EXERCISE DATA START

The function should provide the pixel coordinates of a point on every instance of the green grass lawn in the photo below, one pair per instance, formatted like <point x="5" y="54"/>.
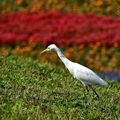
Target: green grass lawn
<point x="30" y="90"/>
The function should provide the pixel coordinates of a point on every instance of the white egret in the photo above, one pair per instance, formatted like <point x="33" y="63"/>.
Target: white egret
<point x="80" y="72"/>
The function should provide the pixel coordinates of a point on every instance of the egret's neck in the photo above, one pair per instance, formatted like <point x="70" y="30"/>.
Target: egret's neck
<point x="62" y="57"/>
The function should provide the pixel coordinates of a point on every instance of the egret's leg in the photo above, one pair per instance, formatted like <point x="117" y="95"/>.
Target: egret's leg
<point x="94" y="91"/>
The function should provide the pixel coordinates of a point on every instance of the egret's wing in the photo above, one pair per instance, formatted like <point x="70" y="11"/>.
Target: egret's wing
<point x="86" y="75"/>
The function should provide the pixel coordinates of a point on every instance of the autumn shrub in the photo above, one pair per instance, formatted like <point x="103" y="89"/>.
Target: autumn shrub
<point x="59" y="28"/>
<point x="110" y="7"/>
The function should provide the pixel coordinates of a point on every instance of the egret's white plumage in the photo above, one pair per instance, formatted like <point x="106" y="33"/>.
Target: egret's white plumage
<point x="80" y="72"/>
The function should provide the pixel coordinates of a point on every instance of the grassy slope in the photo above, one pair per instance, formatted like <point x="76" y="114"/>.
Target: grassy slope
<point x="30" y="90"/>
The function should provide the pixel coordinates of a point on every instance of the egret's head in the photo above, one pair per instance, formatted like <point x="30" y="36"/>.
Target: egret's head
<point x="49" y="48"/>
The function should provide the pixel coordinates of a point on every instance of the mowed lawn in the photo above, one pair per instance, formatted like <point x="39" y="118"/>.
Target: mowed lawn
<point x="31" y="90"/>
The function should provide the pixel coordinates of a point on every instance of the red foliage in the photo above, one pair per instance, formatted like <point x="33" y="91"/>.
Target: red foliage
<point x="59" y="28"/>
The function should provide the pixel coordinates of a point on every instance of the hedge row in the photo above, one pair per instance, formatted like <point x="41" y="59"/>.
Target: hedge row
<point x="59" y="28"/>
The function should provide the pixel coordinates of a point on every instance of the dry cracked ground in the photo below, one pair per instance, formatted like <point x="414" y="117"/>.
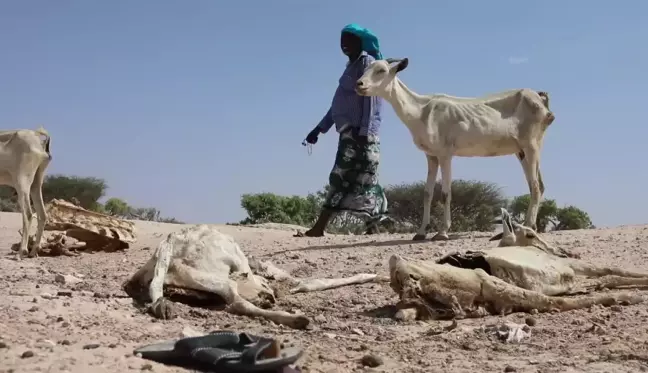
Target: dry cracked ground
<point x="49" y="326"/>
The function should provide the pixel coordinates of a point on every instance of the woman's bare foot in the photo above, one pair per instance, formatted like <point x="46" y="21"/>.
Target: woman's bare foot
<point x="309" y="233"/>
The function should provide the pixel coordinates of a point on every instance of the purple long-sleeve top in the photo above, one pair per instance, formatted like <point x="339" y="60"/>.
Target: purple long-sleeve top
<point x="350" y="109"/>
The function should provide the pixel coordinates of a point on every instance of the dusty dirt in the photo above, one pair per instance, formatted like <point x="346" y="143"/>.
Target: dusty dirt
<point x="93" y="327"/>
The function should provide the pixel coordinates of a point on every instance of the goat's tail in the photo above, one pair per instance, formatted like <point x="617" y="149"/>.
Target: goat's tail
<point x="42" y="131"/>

EXERCISE DATA END

→ **THE TASK**
Wherever the word "below" occurs in the data above, copy the line it sits in.

→ **FINAL ANSWER**
The function should provide the pixel coordinates of a point on every instance of the green grass lawn in the photo below, one pair per instance, formatted like <point x="5" y="54"/>.
The function should provide the pixel coordinates of a point on every instance of the dry cracked ground in the photo below, one pair per instance, formatted like <point x="414" y="117"/>.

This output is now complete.